• [Short task]: Look for the line containing "find the car hood in the photo above" in the listing below. Retype that line and every subsequent line through the last one, and only those.

+---+

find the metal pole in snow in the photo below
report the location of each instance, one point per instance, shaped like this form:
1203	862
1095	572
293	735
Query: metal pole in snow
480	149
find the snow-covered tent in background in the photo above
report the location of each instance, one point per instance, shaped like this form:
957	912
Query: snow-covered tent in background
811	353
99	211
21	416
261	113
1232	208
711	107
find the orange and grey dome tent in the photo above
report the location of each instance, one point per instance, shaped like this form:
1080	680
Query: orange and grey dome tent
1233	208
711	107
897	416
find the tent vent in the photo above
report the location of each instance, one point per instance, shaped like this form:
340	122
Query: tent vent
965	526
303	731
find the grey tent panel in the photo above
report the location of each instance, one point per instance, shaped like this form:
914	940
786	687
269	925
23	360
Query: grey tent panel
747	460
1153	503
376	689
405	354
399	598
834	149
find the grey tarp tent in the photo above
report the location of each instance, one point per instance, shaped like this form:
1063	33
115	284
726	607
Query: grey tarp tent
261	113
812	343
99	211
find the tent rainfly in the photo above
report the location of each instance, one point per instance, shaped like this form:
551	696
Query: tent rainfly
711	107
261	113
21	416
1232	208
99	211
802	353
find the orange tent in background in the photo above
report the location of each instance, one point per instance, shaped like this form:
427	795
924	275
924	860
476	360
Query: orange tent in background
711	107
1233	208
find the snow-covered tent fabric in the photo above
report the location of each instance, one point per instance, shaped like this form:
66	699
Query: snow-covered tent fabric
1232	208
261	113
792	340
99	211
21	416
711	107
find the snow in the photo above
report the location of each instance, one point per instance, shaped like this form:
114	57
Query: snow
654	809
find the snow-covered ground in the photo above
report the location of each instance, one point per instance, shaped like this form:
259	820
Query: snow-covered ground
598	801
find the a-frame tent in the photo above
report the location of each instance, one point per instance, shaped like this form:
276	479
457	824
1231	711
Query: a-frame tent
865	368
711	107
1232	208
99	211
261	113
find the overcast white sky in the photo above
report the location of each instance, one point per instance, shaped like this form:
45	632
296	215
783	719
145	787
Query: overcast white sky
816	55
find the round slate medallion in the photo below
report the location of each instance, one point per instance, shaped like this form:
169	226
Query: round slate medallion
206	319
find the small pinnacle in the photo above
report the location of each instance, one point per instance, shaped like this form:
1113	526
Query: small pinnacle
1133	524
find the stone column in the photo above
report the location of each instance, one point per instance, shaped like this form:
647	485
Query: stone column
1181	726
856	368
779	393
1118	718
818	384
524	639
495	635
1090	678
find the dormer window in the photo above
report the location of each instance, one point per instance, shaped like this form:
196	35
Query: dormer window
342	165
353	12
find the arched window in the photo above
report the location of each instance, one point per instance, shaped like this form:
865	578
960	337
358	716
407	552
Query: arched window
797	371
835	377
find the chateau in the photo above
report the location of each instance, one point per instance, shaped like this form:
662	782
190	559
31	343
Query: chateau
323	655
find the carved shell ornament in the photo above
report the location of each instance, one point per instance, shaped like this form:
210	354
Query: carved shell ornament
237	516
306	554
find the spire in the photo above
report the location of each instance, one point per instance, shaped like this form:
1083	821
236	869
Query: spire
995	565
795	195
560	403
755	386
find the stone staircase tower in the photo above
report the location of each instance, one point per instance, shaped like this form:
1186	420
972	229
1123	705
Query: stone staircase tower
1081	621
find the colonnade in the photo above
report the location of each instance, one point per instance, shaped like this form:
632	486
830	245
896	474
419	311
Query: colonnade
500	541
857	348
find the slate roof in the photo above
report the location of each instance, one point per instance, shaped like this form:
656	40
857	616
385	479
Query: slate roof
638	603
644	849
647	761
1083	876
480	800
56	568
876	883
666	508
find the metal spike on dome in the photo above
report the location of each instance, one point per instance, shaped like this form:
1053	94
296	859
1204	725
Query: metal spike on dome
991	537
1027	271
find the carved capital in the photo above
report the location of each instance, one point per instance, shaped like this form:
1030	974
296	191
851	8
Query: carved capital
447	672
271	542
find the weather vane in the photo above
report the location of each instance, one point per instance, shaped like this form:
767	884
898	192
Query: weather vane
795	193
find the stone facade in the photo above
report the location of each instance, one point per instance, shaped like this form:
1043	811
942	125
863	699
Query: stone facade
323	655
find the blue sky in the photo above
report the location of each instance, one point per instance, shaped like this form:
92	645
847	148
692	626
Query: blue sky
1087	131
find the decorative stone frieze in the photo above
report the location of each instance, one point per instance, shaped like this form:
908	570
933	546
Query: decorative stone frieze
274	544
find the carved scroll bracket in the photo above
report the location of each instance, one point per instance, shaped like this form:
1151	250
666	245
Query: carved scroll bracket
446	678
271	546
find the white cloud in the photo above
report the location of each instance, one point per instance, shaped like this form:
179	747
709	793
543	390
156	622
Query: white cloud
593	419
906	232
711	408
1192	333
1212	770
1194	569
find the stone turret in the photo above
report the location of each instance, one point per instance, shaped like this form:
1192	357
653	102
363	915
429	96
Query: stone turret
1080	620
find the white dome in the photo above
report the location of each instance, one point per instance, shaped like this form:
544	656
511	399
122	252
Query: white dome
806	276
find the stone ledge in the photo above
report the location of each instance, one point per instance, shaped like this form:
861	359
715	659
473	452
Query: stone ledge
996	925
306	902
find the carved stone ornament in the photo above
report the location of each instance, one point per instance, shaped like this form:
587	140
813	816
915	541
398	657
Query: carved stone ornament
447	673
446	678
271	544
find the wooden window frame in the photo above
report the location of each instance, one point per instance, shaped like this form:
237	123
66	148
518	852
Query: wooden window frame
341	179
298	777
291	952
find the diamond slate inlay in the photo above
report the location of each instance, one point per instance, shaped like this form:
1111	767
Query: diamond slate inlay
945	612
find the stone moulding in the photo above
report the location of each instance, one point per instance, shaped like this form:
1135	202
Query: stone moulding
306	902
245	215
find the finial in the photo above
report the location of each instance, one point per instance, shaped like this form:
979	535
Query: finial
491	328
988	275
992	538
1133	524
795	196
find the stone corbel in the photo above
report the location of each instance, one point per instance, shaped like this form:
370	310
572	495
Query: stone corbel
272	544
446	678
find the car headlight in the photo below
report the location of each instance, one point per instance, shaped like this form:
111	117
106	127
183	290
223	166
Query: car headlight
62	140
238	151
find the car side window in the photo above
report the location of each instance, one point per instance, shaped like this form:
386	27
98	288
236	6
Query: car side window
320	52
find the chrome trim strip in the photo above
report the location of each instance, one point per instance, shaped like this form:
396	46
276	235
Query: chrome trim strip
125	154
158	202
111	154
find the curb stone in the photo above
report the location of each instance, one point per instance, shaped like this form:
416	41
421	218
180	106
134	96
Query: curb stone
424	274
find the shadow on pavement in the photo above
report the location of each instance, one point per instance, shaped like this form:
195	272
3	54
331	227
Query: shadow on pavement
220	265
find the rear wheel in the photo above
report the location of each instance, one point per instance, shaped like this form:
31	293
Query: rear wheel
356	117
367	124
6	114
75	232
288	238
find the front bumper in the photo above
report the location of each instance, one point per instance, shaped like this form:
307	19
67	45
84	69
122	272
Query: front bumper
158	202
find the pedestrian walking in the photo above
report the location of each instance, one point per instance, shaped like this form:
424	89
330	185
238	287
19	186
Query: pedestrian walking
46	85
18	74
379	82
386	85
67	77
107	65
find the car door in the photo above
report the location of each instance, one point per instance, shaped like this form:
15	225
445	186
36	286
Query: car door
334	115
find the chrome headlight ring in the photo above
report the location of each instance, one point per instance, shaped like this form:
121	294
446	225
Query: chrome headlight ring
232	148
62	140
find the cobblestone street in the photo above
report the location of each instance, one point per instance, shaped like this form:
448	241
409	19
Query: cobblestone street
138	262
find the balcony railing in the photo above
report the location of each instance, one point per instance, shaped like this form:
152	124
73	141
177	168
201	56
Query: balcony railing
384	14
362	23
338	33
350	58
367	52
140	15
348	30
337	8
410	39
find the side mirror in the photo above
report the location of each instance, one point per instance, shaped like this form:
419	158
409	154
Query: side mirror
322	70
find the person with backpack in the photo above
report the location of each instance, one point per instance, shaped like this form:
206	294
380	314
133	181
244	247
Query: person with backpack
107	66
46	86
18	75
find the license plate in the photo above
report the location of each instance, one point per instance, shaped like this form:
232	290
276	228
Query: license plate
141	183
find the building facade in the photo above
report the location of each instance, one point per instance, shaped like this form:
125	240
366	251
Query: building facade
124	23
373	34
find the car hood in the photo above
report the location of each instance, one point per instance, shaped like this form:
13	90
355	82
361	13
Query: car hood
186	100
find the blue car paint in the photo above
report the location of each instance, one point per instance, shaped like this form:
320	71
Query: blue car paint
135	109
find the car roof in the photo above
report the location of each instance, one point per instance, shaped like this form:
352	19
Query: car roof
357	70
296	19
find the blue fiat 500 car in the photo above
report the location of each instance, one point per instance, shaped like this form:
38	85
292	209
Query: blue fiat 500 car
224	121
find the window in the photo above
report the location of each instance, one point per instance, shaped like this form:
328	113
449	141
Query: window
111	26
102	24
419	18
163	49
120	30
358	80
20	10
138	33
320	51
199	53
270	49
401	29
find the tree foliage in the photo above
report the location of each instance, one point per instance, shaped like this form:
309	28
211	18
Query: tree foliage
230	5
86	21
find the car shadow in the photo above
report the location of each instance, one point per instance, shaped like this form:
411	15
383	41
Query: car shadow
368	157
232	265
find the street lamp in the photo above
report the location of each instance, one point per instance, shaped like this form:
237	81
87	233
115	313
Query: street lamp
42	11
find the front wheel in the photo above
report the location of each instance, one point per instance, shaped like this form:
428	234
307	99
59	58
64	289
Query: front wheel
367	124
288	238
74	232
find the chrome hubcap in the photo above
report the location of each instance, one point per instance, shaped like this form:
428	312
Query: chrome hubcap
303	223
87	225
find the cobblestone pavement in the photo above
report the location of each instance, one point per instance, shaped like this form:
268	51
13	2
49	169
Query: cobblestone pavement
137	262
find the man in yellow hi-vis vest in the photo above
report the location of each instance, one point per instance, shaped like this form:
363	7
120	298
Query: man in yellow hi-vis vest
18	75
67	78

+---+

• [Written solution]:
find the car hood in the photo above
report the location of each instance, one point per instance, shaped like this form:
13	90
355	82
361	13
Query: car hood
186	100
find the blue car paint in the photo above
report the location of each instance, one point per instance, shaped like this form:
320	71
Query: blue car paint
135	109
find the car roof in the photo above
report the location of each instance, one point per instance, shaped like this form:
352	19
Query: car roof
357	70
296	19
find the blue fiat 500 car in the photo above
report the location of each instance, one point per instance, shaped like this form:
38	85
292	209
Query: blue fiat 500 car
224	121
find the window in the photo above
report the location of each instance, one point per instance, shaped like this form:
328	113
449	141
Query: window
111	26
102	24
419	18
163	49
120	30
358	80
20	10
138	33
320	51
199	53
270	49
401	29
find the tree foliage in the photo above
report the location of each instance, one point per instance, shaped like this form:
309	28
211	18
Query: tree foliage
230	5
86	21
find the car shadow in the photo above
report the location of each instance, one point per instance, shaped like this form:
411	15
383	41
Query: car shadow
368	157
232	265
find the street lamp in the photo above
report the location of each instance, one point per instance, shaped like this form:
237	81
87	233
115	313
Query: street lamp
42	11
find the front wheel in the photo above
report the location of each instance, one point per instance, shaped like this form:
428	234
307	99
59	58
64	289
Query: front wheel
367	124
288	238
74	232
find the chrome hubcap in the photo above
report the location of each instance, one point per instance, shaped like this form:
428	312
Query: chrome hubcap
303	223
87	225
find the cobblestone pavement in the photo above
report the location of each instance, one point per instance, shaped like this form:
268	51
13	2
49	169
Query: cobblestone pavement
137	262
find the man in yellow hi-vis vest in the photo above
report the location of each instance, one point per instance, shaped like this form:
363	7
120	298
Query: man in yellow hi-vis vest
18	75
67	78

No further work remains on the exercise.